SOURCE DATA
:::
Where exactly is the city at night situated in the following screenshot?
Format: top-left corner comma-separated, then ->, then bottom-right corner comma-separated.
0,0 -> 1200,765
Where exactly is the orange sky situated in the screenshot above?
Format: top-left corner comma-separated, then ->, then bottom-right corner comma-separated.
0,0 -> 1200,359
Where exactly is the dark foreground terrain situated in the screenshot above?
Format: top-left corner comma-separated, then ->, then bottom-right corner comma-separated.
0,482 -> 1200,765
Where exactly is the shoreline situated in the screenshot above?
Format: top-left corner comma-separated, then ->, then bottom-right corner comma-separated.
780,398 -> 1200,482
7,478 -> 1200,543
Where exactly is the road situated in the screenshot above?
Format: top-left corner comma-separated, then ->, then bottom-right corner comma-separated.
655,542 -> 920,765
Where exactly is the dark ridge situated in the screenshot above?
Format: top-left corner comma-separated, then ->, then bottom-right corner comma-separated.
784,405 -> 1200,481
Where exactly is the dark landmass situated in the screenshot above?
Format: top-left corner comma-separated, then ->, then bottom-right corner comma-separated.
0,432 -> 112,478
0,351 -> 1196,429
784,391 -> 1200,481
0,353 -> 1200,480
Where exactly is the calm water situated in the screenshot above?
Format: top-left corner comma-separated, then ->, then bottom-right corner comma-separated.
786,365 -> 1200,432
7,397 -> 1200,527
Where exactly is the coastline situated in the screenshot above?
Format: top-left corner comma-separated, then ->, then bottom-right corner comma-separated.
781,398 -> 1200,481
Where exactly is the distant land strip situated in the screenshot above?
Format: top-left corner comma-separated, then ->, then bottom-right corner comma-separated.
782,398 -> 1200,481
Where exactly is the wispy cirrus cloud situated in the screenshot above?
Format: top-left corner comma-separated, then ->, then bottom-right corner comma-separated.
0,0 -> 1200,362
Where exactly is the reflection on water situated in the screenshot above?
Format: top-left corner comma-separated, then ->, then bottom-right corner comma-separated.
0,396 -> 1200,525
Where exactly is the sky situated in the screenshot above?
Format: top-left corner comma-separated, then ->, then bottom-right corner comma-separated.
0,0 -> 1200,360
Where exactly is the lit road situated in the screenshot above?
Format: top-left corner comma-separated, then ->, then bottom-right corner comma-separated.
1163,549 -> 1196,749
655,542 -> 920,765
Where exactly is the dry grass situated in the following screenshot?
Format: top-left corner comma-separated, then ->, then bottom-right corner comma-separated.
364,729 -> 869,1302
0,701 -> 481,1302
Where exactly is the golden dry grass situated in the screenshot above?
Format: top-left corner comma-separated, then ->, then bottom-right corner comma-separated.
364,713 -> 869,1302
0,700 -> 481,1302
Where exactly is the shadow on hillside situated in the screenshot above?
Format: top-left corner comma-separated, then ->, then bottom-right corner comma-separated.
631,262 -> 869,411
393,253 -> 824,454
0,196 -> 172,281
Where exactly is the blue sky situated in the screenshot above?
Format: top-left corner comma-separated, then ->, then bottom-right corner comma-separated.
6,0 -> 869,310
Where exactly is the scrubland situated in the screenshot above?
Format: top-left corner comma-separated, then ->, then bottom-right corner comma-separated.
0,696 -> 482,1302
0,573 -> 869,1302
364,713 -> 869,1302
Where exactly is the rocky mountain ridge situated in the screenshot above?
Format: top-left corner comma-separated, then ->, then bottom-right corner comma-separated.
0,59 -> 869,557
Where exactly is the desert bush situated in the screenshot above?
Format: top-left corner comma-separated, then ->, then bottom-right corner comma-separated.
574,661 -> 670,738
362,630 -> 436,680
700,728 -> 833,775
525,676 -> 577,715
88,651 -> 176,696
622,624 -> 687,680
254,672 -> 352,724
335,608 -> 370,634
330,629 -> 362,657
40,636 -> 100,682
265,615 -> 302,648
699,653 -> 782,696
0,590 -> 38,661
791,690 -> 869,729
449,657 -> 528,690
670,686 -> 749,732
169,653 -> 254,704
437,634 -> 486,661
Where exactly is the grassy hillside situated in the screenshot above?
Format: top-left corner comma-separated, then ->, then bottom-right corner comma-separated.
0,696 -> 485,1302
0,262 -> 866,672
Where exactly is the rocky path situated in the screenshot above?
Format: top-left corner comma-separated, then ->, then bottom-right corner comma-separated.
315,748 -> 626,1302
:::
SHORT PROBLEM
Gather each line of the data above that contains the word "ridge". Copy every one unchanged.

WRITTEN ANSWER
Where exactly is the dark ridge situated in the screenshot above?
Where exactly is the rocky mountain ridge situated in the screenshot above?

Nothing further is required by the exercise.